- [EXERCISE BRIEF]: Reproduce the lines of the material below verbatim, from the line that contains "of the stainless" through the end of the material, including both ends.

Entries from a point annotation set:
+++

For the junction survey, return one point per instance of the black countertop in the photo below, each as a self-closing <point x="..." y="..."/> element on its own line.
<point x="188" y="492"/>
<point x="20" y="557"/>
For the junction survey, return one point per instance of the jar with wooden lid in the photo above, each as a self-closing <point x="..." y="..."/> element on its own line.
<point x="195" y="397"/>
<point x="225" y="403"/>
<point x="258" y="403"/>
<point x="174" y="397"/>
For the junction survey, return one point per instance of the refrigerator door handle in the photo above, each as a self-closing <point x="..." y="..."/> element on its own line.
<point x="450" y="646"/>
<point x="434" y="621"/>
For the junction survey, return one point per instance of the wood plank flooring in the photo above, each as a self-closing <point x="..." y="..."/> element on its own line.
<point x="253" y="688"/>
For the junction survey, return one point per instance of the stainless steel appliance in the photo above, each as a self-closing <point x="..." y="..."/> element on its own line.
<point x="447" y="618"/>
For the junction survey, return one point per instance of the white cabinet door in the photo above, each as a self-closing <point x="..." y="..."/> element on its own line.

+++

- [RESULT OF THIS TASK]:
For the junction survey, return one point per instance of the stainless steel appliance in the photo above, each as a self-closing <point x="..." y="..."/> element on its own line.
<point x="447" y="618"/>
For the junction survey, return one point per instance of the white cabinet door in the photo above, each as a self-closing <point x="..." y="..."/> element on its own line.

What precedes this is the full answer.